Starting with the line containing "# test: point to the hillside" and continuing through the end of the entries, rewrite those lines with every "grass" replaced by "brush", leaving all else unchanged. Omit the pictures from your answer.

#### AVAILABLE DATA

++++++++++

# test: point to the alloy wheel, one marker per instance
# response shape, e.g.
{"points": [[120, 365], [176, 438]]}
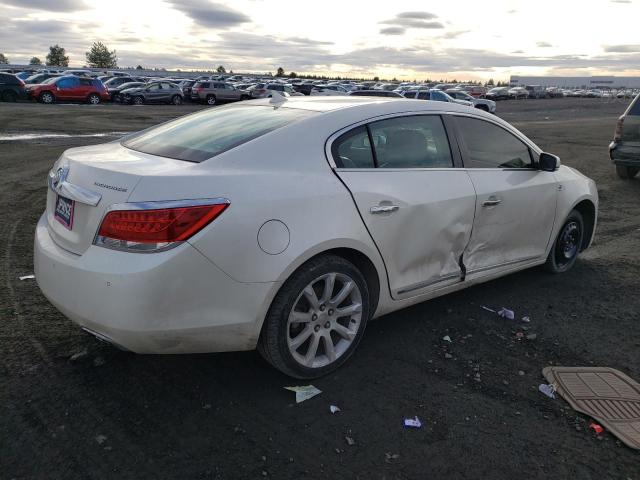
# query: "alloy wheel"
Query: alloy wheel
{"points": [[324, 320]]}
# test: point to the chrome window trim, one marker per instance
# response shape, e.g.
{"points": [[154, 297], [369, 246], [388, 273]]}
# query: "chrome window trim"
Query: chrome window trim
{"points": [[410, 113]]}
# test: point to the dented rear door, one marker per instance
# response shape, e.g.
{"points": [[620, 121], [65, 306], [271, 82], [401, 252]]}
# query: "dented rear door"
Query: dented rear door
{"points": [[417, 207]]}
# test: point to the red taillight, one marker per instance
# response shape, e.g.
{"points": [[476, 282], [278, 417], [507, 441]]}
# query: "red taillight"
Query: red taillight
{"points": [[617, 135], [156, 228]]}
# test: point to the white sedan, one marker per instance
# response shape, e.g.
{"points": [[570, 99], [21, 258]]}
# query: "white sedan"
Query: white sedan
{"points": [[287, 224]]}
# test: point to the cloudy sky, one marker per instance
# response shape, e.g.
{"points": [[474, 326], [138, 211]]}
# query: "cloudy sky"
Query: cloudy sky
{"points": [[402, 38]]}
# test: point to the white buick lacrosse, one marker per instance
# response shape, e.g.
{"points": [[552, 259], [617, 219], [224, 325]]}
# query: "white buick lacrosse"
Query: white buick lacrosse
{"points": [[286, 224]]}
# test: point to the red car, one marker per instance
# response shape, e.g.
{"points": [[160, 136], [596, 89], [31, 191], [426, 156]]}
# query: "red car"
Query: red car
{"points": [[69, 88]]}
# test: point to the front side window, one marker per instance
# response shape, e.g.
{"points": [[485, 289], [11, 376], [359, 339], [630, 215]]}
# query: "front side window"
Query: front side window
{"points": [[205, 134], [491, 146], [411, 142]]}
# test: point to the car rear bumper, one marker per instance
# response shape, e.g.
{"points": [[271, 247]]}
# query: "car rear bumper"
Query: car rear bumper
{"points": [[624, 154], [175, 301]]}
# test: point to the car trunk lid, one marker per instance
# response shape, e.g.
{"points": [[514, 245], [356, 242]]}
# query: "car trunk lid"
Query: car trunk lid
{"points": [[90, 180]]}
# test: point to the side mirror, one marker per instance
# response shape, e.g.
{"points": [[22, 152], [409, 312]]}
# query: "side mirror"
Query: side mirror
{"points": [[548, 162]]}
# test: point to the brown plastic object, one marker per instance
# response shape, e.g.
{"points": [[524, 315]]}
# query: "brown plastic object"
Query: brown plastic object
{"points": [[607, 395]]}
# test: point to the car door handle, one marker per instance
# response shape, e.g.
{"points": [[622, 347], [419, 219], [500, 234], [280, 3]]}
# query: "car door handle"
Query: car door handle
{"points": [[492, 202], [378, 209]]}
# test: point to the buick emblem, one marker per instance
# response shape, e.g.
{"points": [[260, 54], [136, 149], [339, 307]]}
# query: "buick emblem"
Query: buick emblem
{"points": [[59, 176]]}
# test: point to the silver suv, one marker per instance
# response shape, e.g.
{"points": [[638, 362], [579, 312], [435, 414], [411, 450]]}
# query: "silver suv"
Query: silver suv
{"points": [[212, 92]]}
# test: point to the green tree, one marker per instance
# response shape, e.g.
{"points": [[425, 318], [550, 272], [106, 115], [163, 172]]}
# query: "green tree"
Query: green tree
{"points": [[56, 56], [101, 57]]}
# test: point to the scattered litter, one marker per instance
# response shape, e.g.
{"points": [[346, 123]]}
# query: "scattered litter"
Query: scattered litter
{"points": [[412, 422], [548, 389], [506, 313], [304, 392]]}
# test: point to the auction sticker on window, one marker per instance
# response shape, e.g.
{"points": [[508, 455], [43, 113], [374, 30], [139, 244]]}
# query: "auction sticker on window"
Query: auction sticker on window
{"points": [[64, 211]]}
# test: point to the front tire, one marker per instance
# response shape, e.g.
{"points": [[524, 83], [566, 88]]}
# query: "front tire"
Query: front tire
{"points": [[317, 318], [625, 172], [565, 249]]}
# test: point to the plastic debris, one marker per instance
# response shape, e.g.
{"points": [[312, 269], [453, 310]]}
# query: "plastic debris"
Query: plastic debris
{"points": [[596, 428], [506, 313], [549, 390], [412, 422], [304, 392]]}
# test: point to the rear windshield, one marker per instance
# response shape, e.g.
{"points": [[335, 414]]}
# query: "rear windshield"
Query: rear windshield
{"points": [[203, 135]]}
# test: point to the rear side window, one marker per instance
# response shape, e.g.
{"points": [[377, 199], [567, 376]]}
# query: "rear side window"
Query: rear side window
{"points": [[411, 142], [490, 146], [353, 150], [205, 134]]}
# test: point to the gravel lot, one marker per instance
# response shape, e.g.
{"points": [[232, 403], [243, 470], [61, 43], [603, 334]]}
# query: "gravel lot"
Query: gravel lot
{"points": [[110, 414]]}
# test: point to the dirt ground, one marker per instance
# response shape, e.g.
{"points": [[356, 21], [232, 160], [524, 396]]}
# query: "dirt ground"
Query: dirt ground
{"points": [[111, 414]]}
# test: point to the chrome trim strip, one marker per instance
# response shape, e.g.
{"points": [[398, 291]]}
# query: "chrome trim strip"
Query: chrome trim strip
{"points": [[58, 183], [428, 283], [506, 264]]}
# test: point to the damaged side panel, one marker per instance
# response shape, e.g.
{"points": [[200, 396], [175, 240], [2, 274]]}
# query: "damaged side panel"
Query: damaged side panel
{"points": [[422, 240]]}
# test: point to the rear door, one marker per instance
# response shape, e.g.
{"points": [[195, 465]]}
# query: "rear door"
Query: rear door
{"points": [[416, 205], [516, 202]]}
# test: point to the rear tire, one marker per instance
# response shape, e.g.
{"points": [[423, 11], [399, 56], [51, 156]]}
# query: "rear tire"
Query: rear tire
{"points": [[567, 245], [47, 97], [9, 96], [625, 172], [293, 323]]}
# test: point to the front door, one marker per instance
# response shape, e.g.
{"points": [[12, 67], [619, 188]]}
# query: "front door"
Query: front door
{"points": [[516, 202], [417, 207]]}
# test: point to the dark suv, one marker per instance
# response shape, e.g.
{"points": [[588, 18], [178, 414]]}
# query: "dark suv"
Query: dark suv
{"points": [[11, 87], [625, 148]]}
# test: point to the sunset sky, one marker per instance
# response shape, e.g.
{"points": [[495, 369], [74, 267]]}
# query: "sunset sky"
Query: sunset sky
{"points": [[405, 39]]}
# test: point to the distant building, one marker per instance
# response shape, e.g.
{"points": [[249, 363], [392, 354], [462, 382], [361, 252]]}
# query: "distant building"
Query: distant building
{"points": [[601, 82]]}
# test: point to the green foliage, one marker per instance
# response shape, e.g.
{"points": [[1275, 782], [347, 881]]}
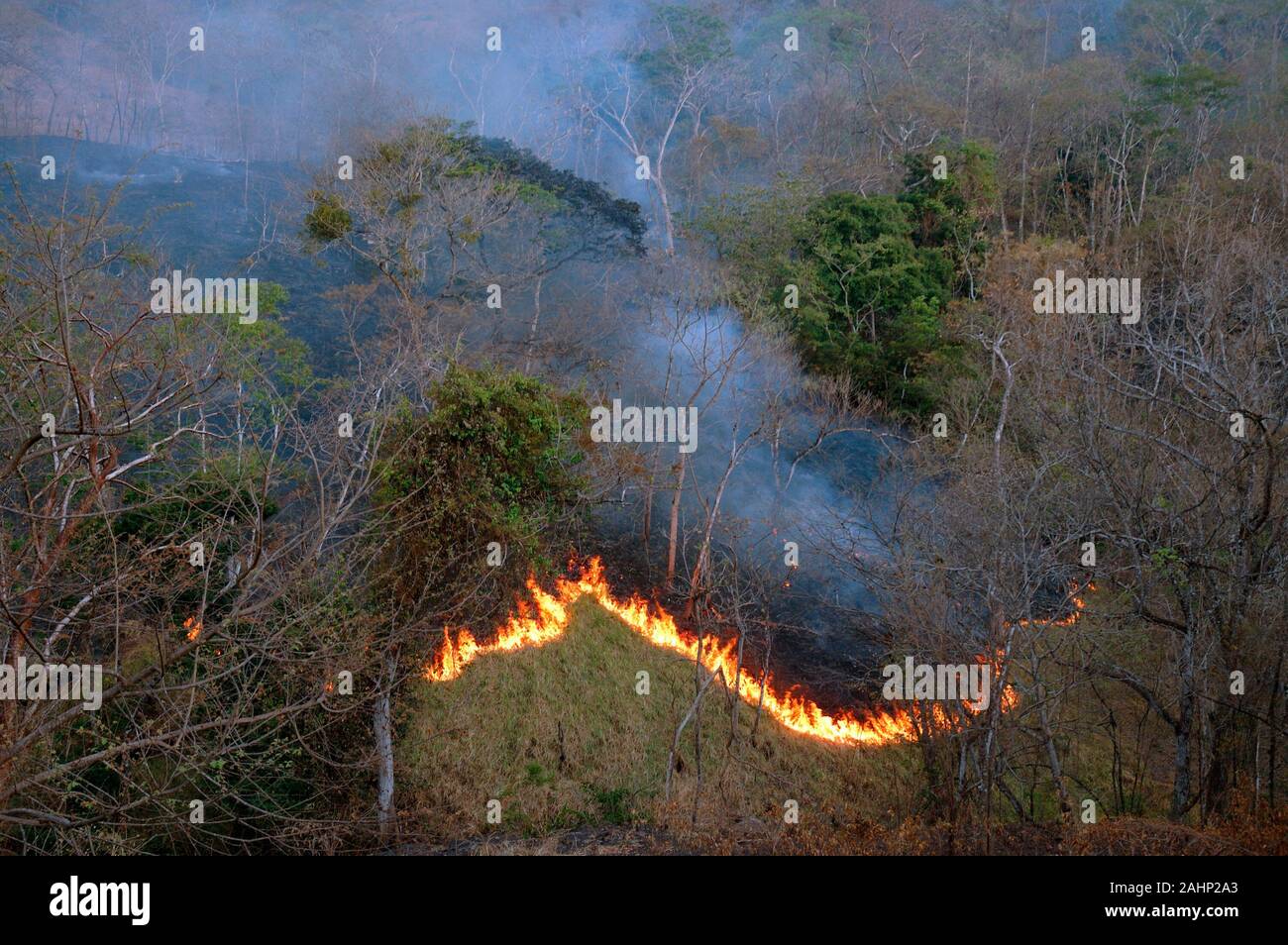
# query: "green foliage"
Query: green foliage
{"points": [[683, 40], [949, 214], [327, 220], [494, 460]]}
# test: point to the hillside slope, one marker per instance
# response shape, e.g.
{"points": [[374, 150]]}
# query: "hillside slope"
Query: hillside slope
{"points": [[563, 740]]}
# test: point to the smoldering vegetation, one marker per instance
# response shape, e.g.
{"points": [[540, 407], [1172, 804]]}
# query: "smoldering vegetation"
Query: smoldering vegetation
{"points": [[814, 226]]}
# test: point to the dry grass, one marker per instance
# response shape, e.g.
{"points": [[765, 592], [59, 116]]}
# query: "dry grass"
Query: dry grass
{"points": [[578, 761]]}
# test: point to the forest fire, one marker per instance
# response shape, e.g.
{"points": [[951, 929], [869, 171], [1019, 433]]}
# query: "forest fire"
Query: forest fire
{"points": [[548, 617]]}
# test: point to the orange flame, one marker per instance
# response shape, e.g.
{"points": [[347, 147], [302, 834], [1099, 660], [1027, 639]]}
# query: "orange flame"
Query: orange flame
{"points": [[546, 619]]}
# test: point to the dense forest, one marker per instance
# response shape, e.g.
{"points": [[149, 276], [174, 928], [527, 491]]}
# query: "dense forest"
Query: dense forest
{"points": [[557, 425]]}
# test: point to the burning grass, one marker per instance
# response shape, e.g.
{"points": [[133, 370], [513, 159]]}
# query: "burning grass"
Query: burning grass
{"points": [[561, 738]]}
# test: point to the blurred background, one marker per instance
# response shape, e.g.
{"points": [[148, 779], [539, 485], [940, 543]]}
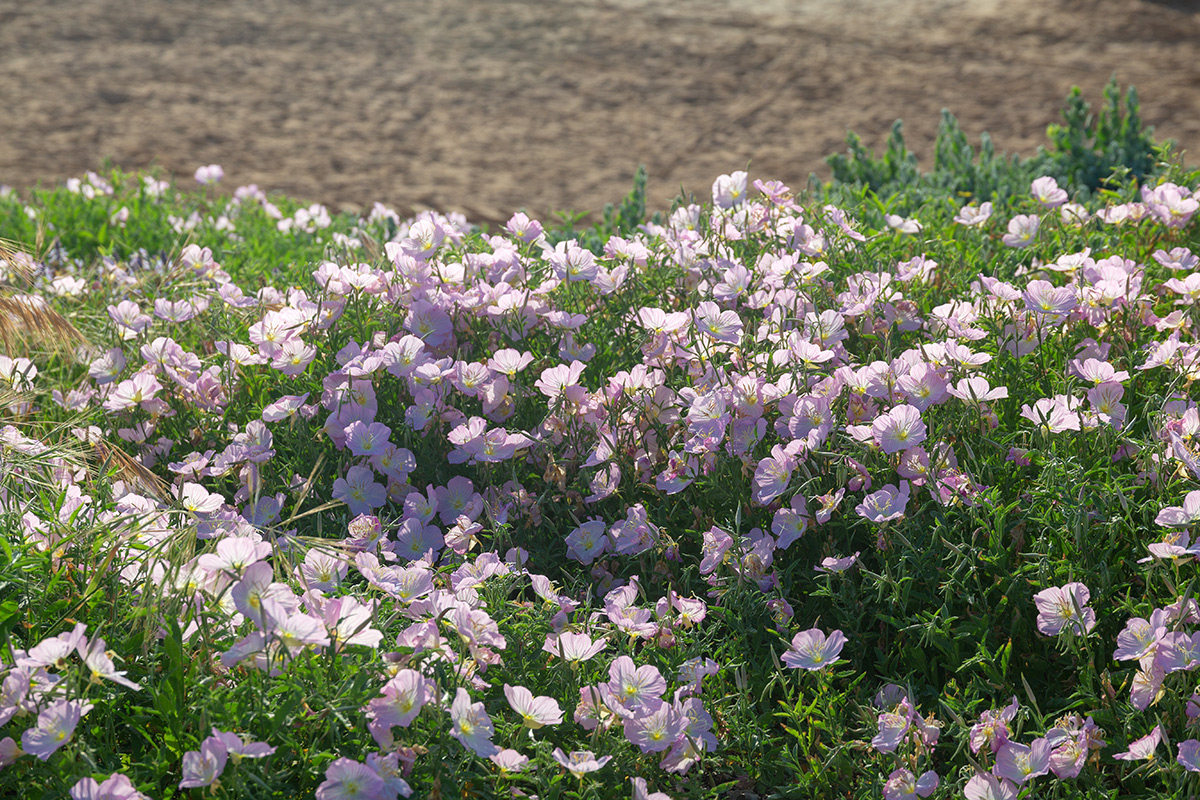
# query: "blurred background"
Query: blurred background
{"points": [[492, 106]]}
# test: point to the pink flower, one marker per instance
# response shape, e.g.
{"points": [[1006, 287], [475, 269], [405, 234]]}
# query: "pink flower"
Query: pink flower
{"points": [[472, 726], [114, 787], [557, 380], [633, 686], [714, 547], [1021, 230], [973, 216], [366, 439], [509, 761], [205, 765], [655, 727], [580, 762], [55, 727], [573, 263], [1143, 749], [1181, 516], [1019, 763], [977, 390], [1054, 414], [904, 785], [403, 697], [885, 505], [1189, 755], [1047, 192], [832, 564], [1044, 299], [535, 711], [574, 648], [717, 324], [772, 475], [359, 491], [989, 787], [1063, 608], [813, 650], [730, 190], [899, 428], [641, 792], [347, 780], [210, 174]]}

++++++++++

#### RESPONSE BELOW
# test: point to the hillside slope, one marker per instance
# response shape, e.g.
{"points": [[374, 150]]}
# query: "hillside slope"
Query: hillside slope
{"points": [[563, 740]]}
# test: point to the smoldering vegetation, one marker per instance
# response shape, e.g.
{"points": [[540, 407], [1172, 804]]}
# query: "smoldering vegetation"
Query: smoldering vegetation
{"points": [[814, 226]]}
# test: point to the dry brush, one marker per instance
# response shape, e.g.
{"points": [[765, 592], [59, 116]]}
# query: "dry brush"
Query: dry brush
{"points": [[578, 761]]}
# test: point to the forest fire, one marker per instance
# response shape, e.g.
{"points": [[951, 929], [869, 171], [1019, 433]]}
# query: "forest fire"
Query: forest fire
{"points": [[548, 617]]}
# test: point to the orange flame, one marker per instance
# response shape, e.g.
{"points": [[347, 147], [302, 834], [1099, 660], [1027, 639]]}
# query: "orange flame"
Query: orange flame
{"points": [[546, 619]]}
# test: point to the dense forest, one marker per instance
# response shape, e.g.
{"points": [[149, 276], [174, 928], [527, 491]]}
# query: "dense forest"
Query: dense forest
{"points": [[557, 425]]}
# test: point to the burning brush, one marker per instance
# response shape, e.g.
{"points": [[133, 370], [513, 159]]}
# query: "burning brush"
Query: burning brush
{"points": [[561, 738]]}
# test: point to the blurred background, one marker per instance
# response shape, e.g.
{"points": [[148, 779], [539, 485], [940, 543]]}
# query: "blurred background"
Query: blurred background
{"points": [[492, 106]]}
# test: point to the pink flower, one marker per instance
# response shape, e.g.
{"points": [[1006, 287], [475, 269], [405, 234]]}
# query: "pink flower"
Query: pink flower
{"points": [[472, 726], [114, 787], [557, 380], [633, 686], [714, 547], [1021, 230], [973, 216], [366, 439], [509, 761], [205, 765], [655, 727], [580, 762], [55, 727], [573, 263], [1143, 749], [1181, 516], [1019, 763], [977, 390], [1054, 414], [904, 785], [403, 697], [885, 505], [1189, 755], [1047, 192], [832, 564], [1044, 299], [535, 711], [574, 648], [717, 324], [772, 475], [359, 491], [989, 787], [1063, 608], [813, 650], [730, 190], [899, 428], [641, 792], [347, 780], [210, 174]]}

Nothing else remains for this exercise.